**DATA FOR PROCESSING**
......

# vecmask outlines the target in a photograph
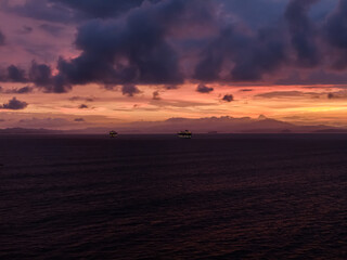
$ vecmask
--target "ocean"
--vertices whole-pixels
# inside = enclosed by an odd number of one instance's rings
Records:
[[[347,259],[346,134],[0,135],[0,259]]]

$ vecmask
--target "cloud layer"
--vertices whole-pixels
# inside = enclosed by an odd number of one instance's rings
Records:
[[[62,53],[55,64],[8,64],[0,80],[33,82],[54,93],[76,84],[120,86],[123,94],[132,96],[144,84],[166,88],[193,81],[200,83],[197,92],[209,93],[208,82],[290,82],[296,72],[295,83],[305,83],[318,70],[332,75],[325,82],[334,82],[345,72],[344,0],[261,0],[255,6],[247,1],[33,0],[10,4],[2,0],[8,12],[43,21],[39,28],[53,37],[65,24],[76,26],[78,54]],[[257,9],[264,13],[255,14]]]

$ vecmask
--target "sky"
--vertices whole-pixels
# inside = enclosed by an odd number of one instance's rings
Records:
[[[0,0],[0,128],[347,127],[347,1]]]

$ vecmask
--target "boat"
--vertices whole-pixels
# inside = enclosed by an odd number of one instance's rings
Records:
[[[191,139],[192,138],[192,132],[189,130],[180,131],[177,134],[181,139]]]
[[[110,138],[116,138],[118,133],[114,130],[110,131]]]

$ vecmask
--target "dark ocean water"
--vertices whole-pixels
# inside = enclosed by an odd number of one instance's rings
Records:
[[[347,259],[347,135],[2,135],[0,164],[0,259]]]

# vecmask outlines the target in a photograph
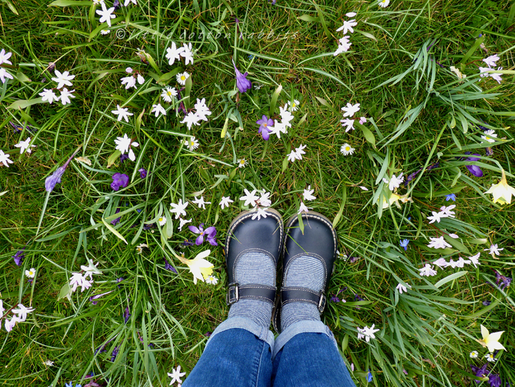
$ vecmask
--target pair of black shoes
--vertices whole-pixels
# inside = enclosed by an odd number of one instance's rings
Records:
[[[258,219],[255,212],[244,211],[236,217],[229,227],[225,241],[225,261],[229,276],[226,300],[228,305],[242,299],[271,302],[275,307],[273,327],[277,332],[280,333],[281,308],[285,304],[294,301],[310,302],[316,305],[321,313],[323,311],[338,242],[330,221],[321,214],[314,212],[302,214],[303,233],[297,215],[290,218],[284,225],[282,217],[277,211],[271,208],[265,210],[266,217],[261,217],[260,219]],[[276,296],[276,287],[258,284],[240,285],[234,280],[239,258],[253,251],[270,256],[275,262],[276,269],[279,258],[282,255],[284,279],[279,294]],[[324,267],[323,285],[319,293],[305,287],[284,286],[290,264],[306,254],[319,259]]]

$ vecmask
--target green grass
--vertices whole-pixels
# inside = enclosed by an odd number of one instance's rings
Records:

......

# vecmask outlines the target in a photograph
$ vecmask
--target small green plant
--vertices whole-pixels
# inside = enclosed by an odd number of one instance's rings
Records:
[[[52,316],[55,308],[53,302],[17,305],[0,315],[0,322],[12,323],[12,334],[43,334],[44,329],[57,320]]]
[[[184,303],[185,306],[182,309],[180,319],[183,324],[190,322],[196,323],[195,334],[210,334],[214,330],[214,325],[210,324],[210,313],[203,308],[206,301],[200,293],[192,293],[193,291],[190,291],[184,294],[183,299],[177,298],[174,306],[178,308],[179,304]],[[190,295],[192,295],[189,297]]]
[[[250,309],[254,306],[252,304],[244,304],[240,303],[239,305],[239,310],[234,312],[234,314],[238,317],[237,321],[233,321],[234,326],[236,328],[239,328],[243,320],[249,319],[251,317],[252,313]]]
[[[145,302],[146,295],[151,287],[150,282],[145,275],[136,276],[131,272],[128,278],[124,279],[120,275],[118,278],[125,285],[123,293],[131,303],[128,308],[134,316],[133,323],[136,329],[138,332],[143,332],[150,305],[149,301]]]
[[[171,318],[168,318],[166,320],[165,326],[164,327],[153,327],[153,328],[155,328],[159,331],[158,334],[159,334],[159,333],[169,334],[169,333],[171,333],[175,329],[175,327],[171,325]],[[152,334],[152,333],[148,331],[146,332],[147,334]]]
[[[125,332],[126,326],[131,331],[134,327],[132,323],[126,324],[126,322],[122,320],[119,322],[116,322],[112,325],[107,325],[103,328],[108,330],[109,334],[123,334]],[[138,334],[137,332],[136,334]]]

......

How many lines of the material above contain the string "target", counting only matches with the same case? Reply with the number alone.

**EXERCISE SOLUTION**
11